# Leesville Lake Camping



## TIGHTLINER (Apr 7, 2004)

This weekend I'm looking to head down to Leesville Lake with my Dad to do some camping and some fishing. If anybody has any information on campgrounds that are located right on or near the water I would appreciate it. I've never fished the lake at all so any pointers would also be great. Thanks in advance.......Tightlines!


----------



## Paul Anderson (May 20, 2005)

Hey thats my home turf...but I will be at Salt Fork all weekend. There are two tournaments at Leesville this comming weekend. (Bass and Musky)

The number for Clows is 740.269.5371. I'd be surprised if you could get a camper location, but a tent spot will most likely be availiable. You better call to find out.

Leesville is a 10 HP max lake. The musky fishing has been hot for more than two weeks now and has really turned furious over the last week. A lot of nice fish have been caught during the last few days. 

For musky the bait of choice right now is a Lee Scisson #41 and the colors which are working best are brown tiger, Texas red, firetiger, and Tennesee shad. Most fish are being caught at 8-12 feet over water that is 14-34 feet, by trolling about 60 feet of line at 3.5 mph. You don't have to go far from the launch ramp to be at a prime location. I caught my biggest fish of the year a week ago at about 50 yards from the ramp (right in front of all the campers). The catfish have been hitting in deep water on liver, crawlers, and shrimp. For other types of fish you will need to get info from someone else.

▶ [SOURCE MATERIAL]:
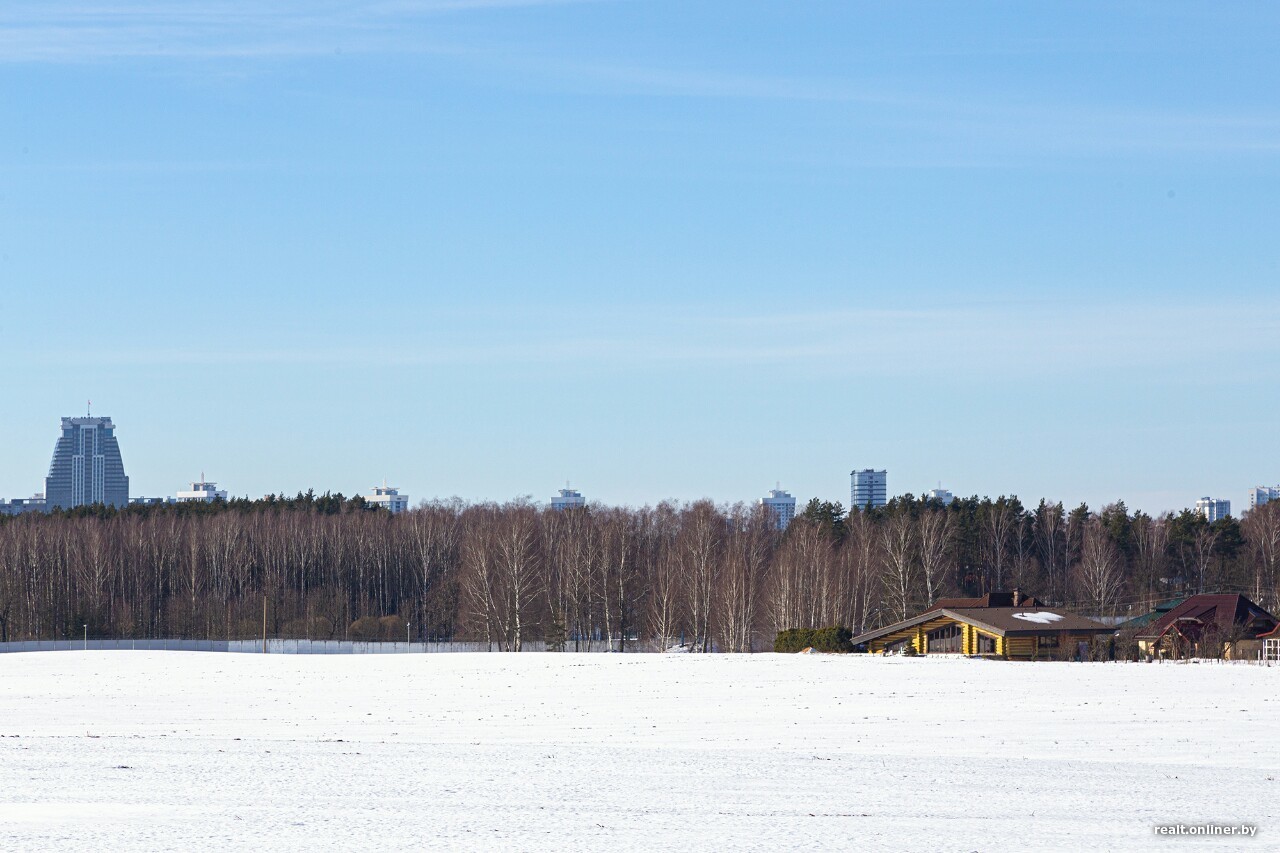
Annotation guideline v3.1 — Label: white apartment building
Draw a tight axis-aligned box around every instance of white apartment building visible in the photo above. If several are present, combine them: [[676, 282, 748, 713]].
[[365, 480, 408, 514], [552, 488, 586, 512], [1196, 497, 1231, 524], [849, 467, 888, 510], [760, 489, 796, 530], [928, 488, 956, 506], [177, 473, 227, 503]]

▶ [REQUIREMENTS]: Could you carry on the Leesville Lake camping thread from the point where it stops?

▶ [OUTPUT OF THE EXERCISE]:
Good Luck...hope you catch a slob.


----------



## mike leesville (Aug 30, 2004)

I think there are primitive (no power/no water) camping sites at Petersburg Marina (Probably tents only). Phone (330) 627-4270. Hopefully that number is still good - they had a change of ownership recently. Some of the sites look like they would be right on the water. There are pit toilets/not sure if there is a shower house. Check out mwcd.com, you might find out some information there on camping. Good luck.


----------



## mike leesville (Aug 30, 2004)

Sorry, the website is mwcdlakes.com


----------



## Lake Milton Joe (Apr 14, 2004)

I put in at Petersburg Marina today, before leaving talk to owner, their are lots of empty camp sights, the cost is: Daily with elect is $ 19.75, Daily without elect is $ 18.50, cabin rental 4 person 2 night minimum is $ 140.00, their restaurant will be open only on weekends.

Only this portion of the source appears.